### Problem statement
Convert every line of the listing below into a Markdown table with two columns, Row and Line, giving each line a row number and skipping blank lines.

### Records for the exercise
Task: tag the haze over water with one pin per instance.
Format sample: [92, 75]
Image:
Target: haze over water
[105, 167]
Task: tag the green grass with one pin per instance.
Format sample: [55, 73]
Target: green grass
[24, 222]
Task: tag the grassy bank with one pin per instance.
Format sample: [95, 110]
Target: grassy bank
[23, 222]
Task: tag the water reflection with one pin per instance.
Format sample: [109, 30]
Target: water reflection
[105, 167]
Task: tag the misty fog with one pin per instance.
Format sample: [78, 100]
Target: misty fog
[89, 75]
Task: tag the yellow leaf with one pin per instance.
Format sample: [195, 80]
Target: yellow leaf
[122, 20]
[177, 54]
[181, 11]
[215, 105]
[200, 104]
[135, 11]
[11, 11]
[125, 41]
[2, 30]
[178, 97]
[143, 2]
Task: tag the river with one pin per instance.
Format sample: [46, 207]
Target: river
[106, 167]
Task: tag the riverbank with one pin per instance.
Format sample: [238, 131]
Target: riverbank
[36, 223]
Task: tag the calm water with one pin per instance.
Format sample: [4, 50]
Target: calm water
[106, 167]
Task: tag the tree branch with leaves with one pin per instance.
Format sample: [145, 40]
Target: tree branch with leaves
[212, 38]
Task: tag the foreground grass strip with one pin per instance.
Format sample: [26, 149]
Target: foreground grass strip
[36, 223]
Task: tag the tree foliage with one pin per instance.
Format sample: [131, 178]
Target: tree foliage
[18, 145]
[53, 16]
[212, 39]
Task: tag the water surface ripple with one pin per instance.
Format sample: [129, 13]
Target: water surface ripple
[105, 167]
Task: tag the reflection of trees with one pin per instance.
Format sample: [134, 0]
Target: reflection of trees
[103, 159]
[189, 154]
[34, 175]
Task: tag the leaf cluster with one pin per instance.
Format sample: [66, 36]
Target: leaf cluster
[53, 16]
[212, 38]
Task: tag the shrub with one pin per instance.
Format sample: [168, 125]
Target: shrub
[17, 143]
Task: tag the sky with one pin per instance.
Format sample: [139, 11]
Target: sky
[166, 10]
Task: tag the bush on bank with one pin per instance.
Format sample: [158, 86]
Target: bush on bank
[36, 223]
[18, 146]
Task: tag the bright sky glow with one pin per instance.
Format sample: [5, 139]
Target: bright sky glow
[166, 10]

### Task solution
| Row | Line |
|---|---|
| 1 | Task: tag the haze over water with one pin per instance. |
| 2 | Format sample: [92, 75] |
| 3 | Image: |
| 4 | Target: haze over water |
| 5 | [105, 167] |
| 6 | Task: tag the green grass with one pin per instance. |
| 7 | Format sample: [55, 73] |
| 8 | Target: green grass |
| 9 | [24, 222] |
| 10 | Task: tag the grassy bank with one pin per instance. |
| 11 | Format sample: [95, 110] |
| 12 | Target: grassy bank |
| 13 | [23, 222] |
| 14 | Task: tag the water reflection with one pin per instance. |
| 15 | Format sample: [109, 30] |
| 16 | Target: water reflection |
| 17 | [105, 167] |
| 18 | Task: tag the misty fog with one pin per instance. |
| 19 | Format sample: [78, 100] |
| 20 | Target: misty fog |
| 21 | [89, 75] |
| 22 | Task: tag the yellow leaf with one pin per instance. |
| 23 | Format sample: [195, 80] |
| 24 | Target: yellow leaf |
| 25 | [122, 20] |
| 26 | [177, 54] |
| 27 | [181, 11] |
| 28 | [215, 105] |
| 29 | [200, 104] |
| 30 | [135, 11] |
| 31 | [11, 11] |
| 32 | [125, 41] |
| 33 | [2, 30] |
| 34 | [178, 97] |
| 35 | [143, 2] |
| 36 | Task: tag the river with one pin per instance. |
| 37 | Format sample: [46, 207] |
| 38 | Target: river |
| 39 | [106, 167] |
| 40 | Task: tag the riverbank with one pin per instance. |
| 41 | Format sample: [238, 131] |
| 42 | Target: riverbank |
| 43 | [36, 223] |
| 44 | Task: tag the calm water with one pin per instance. |
| 45 | Format sample: [4, 50] |
| 46 | Target: calm water |
| 47 | [106, 167] |
| 48 | Task: tag the tree branch with leaves with one pin per instance. |
| 49 | Format sample: [145, 40] |
| 50 | Target: tree branch with leaves |
| 51 | [212, 38] |
| 52 | Task: tag the foreground grass strip with one pin per instance. |
| 53 | Format sample: [26, 149] |
| 54 | Target: foreground grass strip |
| 55 | [36, 223] |
| 56 | Task: tag the tree foliage with one pin per instance. |
| 57 | Format sample: [131, 178] |
| 58 | Target: tree foliage |
| 59 | [18, 145] |
| 60 | [53, 16] |
| 61 | [212, 39] |
| 62 | Task: tag the water surface ripple with one pin per instance. |
| 63 | Format sample: [129, 13] |
| 64 | Target: water surface ripple |
| 65 | [105, 167] |
| 66 | Task: tag the reflection of trees with one pin per instance. |
| 67 | Format sample: [134, 0] |
| 68 | Target: reflection of trees |
| 69 | [103, 159] |
| 70 | [189, 154] |
| 71 | [34, 175] |
| 72 | Task: tag the leaf cluster with one pin per instance. |
| 73 | Format sample: [66, 36] |
| 74 | Target: leaf cluster |
| 75 | [53, 16] |
| 76 | [212, 38] |
| 77 | Task: tag the shrub with one pin per instance. |
| 78 | Format sample: [168, 125] |
| 79 | Target: shrub |
| 80 | [17, 143] |
| 81 | Task: tag the sky with one pin per instance. |
| 82 | Format sample: [139, 11] |
| 83 | Target: sky |
| 84 | [166, 10] |
| 85 | Task: tag the bush on bank with one pin per instance. |
| 86 | Format sample: [158, 86] |
| 87 | Target: bush on bank |
| 88 | [36, 223] |
| 89 | [18, 146] |
| 90 | Task: tag the bright sky glow with one pin per instance. |
| 91 | Format sample: [5, 139] |
| 92 | Target: bright sky glow |
| 93 | [166, 10] |